Study material section start

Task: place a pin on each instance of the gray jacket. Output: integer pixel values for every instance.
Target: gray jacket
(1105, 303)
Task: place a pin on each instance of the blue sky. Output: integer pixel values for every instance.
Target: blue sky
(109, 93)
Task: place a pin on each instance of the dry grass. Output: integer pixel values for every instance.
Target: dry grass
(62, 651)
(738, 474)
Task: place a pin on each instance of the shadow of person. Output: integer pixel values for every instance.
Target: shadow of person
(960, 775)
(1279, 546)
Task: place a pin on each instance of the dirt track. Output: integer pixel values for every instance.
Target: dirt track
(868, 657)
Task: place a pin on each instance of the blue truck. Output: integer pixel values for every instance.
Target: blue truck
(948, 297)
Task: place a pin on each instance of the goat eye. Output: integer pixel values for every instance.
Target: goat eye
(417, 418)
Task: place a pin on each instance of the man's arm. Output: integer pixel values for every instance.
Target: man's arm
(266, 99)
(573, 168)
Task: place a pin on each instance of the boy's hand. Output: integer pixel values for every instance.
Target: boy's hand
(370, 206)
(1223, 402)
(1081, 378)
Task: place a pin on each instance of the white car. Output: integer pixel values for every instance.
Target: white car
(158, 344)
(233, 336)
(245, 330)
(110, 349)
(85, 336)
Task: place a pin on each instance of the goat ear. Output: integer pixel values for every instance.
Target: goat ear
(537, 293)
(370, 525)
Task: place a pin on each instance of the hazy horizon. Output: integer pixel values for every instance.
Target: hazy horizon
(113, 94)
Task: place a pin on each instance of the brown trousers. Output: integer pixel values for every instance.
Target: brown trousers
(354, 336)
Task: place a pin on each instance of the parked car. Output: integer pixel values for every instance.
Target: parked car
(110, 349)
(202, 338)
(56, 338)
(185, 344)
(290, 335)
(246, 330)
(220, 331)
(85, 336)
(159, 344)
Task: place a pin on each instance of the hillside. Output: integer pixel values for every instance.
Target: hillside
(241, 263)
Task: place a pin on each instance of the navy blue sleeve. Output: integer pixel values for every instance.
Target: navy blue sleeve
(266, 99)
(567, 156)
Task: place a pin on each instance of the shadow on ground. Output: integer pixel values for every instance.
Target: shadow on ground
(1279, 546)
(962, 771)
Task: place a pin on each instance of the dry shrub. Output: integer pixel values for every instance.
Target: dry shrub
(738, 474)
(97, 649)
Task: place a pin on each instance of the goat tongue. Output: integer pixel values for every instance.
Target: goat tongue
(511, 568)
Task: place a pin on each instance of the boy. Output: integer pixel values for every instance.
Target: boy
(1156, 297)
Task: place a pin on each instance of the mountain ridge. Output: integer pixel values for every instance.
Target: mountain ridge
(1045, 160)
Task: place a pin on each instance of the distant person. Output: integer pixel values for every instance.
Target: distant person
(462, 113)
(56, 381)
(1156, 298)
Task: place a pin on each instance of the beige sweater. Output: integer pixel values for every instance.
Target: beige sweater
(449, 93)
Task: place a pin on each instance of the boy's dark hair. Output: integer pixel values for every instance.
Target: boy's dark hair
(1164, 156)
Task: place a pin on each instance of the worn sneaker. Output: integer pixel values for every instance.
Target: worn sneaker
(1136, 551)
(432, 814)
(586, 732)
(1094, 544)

Study material section end

Your job here is to copy the entries above exactly.

Task: place a pin on each instance of the gray jacket. Output: integer pixel values for every instance.
Target: gray jacket
(1105, 303)
Task: place a pin on each instance of the blue sky. Output: integer pixel values for every instance.
Target: blue sky
(109, 93)
Task: place a pin on each instance of the dry grass. Output: integer pixel values for every instance.
Target: dry grass
(62, 651)
(738, 474)
Task: place a pin on each instance of the shadow of person. Output: integer pixel values for every instance.
Target: shadow of person
(960, 775)
(1279, 546)
Task: place a pin on each instance of the dirt track. Output: integer pixel values for every instance.
Target: dirt track
(868, 657)
Task: place a pin on each instance of the blue truck. Output: integer pixel values for every instance.
Target: blue truck
(948, 297)
Task: place a pin on each instance of the goat eye. Output: integer pixel values for every instance.
Target: goat eye
(417, 418)
Task: place a pin on each instance of the man's arm. Output: integer pixel values for every instance.
Target: man's arm
(266, 99)
(573, 168)
Task: place a pin on each instance of the boy's hand. Output: integer pixel values for every instance.
Target: boy's hand
(370, 206)
(1223, 402)
(1081, 378)
Task: place a pin on each instance of the white car. Output: integer pixel values for every instance.
Target: white car
(158, 344)
(233, 336)
(245, 330)
(110, 349)
(85, 336)
Task: place a pin on each instance of the goat ear. Output: integer pixel values for every instance.
Target: goat ear
(537, 293)
(370, 525)
Task: place a pin on each instance of the hazy horizon. Output: integer pixel values for every instance.
Target: hazy horizon
(113, 94)
Task: place a pin on each instance of the brown trousers. Output: integer pixel values for every instance.
Target: brown trousers
(354, 336)
Task: place a pin on each instance of the parked car. Output: integer pixel values for every instance.
Target: parked car
(110, 349)
(202, 338)
(56, 338)
(185, 344)
(290, 335)
(246, 330)
(220, 331)
(85, 336)
(159, 344)
Task: place a pin on each instance of the hillside. Output: integer pixel values for every instance.
Target: hillside
(241, 263)
Task: place a pin on each instance of the navy blue sleeve. Output: integer pixel values for every instance.
Target: navy blue sleeve
(266, 99)
(567, 156)
Task: place a pin on each instance of the shadow on ground. Output: integer pixel values for every instance.
Target: shadow on ground
(1279, 546)
(962, 771)
Task: place a pin on each instance of the dry shrub. Output: integer pixel values for every instance.
Target: dry shrub
(738, 474)
(97, 649)
Task: place a pin on each instance of the goat tongue. Output: integer pixel values for every instance.
Target: goat tongue
(511, 568)
Task: place a pin on each instance of the boy. Output: integer pixel values for every instance.
Target: boy
(1156, 297)
Task: place a pin on each instance of the mountain ridge. Output: integer pixel values for every instance.
Target: mountain ridge
(1045, 160)
Task: place a pin on each instance of the distant person. Output: integer pixel values for every instance.
Target: distant person
(462, 113)
(56, 381)
(1156, 298)
Task: place a pin on each instance of the beige sweater. Output: integer pixel values for every instance.
Target: beige sweater
(449, 93)
Task: place a pin on each instance of the boy's dark hair. Output: integer pixel values for every instance.
Target: boy's dark hair
(1164, 156)
Task: place a pin on each instance of the worn sneaker. Output: integer pixel values for every instance.
Target: worn sneaker
(1136, 551)
(432, 814)
(586, 732)
(1094, 544)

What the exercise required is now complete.